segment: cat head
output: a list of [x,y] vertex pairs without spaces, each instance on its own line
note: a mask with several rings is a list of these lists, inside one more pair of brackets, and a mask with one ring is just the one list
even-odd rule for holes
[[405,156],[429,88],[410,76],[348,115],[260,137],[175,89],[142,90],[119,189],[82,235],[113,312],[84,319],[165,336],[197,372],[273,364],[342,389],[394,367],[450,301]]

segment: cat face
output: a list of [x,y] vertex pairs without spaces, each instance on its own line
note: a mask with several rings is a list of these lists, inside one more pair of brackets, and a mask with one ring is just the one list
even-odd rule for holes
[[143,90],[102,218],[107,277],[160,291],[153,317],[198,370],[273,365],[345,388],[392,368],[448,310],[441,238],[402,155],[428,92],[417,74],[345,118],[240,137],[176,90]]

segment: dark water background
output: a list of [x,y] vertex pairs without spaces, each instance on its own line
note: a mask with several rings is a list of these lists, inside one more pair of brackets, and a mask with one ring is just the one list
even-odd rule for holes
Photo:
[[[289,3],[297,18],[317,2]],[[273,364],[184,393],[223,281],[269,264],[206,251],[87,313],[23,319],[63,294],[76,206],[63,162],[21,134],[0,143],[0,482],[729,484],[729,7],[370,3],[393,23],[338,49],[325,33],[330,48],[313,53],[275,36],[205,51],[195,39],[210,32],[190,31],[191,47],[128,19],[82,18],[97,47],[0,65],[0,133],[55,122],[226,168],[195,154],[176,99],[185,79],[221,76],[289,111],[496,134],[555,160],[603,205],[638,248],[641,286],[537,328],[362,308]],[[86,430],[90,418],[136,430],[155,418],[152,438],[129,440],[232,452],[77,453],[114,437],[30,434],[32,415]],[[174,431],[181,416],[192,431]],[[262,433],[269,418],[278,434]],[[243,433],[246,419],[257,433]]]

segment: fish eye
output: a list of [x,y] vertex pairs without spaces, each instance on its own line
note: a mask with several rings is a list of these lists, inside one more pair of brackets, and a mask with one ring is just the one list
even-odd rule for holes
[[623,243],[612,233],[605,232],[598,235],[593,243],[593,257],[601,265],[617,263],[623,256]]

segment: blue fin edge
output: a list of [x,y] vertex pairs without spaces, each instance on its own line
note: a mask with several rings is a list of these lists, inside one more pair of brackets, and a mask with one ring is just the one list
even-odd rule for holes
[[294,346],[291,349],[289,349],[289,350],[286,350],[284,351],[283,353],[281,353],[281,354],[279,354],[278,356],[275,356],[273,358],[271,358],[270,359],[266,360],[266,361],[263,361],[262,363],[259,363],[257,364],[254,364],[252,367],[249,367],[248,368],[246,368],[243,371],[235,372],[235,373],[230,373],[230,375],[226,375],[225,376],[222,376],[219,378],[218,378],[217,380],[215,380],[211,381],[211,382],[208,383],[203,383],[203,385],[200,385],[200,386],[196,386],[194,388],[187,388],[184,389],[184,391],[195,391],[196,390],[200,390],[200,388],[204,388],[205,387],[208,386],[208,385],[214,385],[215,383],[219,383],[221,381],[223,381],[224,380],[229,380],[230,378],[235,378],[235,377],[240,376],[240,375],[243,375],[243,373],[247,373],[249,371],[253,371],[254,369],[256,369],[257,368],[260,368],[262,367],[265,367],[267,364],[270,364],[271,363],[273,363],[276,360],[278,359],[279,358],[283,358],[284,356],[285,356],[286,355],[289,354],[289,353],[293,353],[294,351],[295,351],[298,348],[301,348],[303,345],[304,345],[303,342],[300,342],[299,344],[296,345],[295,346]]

### STATED EXERCISE
Rewrite all the items above, replacing "vertex pairs" with "coordinate pairs" wherever it occurs and leaving every other character unchanged.

### TASK RESPONSE
segment: cat head
output: a list of [x,y] coordinate pairs without spaces, each instance on its own line
note: a mask with several rings is a list of these lists, inside one more pair of brackets, and a mask with one ring is just the one list
even-odd rule for holes
[[405,156],[429,88],[410,76],[348,115],[260,137],[175,89],[142,90],[119,189],[82,235],[113,312],[84,319],[165,336],[197,372],[273,364],[342,389],[394,367],[450,301]]

segment: cat face
output: a list of [x,y] coordinate pairs without spaces, each instance on its own line
note: a mask with several rings is a list of these lists, inside one more pair of brackets, and a mask with one ring is just the one list
even-odd rule for holes
[[143,90],[102,218],[107,277],[160,291],[153,317],[198,370],[273,365],[345,388],[392,368],[448,310],[441,238],[402,155],[428,92],[417,74],[345,118],[240,137],[176,90]]

segment: dark water background
output: a list of [x,y] coordinate pairs without spaces, each instance on its own line
note: a mask with several rings is a list of these lists, inside one more pair of brackets, and a mask with one ring is just the one list
even-odd rule for holes
Photo:
[[[289,3],[297,18],[317,2]],[[273,364],[184,393],[223,281],[269,264],[206,251],[87,313],[23,319],[63,294],[76,206],[63,162],[21,134],[0,143],[0,482],[729,484],[729,7],[370,3],[393,23],[338,49],[325,33],[330,48],[313,53],[275,36],[205,51],[195,39],[210,32],[190,31],[191,47],[128,19],[82,18],[97,47],[0,65],[0,133],[55,122],[226,168],[195,154],[176,99],[185,79],[221,76],[289,111],[496,134],[555,160],[603,205],[638,248],[641,286],[537,328],[362,308]],[[86,430],[90,418],[136,430],[155,418],[152,438],[129,440],[232,452],[77,453],[114,437],[30,434],[32,415]],[[174,431],[181,416],[192,431]],[[262,433],[269,418],[278,434]],[[243,433],[246,419],[257,433]]]

segment: fish eye
output: a list of [x,y] coordinate pairs without spaces, each instance on its own line
note: a mask with several rings is a list of these lists, inside one more pair of brackets, and a mask with one ring is just the one list
even-odd rule for holes
[[623,243],[612,233],[605,232],[598,235],[593,243],[593,257],[601,265],[617,263],[623,256]]

segment: blue fin edge
output: a list of [x,y] coordinate pairs without spaces, each instance on its own line
note: a mask with several rings is a list of these lists, inside one more pair of brackets, and a mask with one ring is just the one list
even-odd rule for holes
[[294,346],[291,349],[289,349],[289,350],[286,350],[284,351],[283,353],[281,353],[281,354],[279,354],[278,356],[275,356],[273,358],[271,358],[270,359],[266,360],[266,361],[263,361],[262,363],[259,363],[257,364],[254,364],[252,367],[249,367],[248,368],[246,368],[243,371],[235,372],[235,373],[230,373],[230,375],[226,375],[225,376],[222,376],[219,378],[218,378],[217,380],[215,380],[211,381],[211,382],[208,383],[203,383],[203,385],[200,385],[200,386],[196,386],[194,388],[187,388],[184,389],[184,391],[195,391],[196,390],[200,390],[200,388],[204,388],[205,387],[208,386],[208,385],[214,385],[215,383],[219,383],[221,381],[223,381],[224,380],[229,380],[230,378],[235,378],[235,377],[240,376],[240,375],[243,375],[243,373],[247,373],[249,371],[253,371],[254,369],[256,369],[257,368],[260,368],[262,367],[265,367],[267,364],[270,364],[271,363],[273,363],[276,360],[278,359],[279,358],[283,358],[284,356],[285,356],[286,355],[289,354],[289,353],[293,353],[294,351],[295,351],[298,348],[301,348],[303,345],[304,345],[303,342],[300,342],[299,344],[296,345],[295,346]]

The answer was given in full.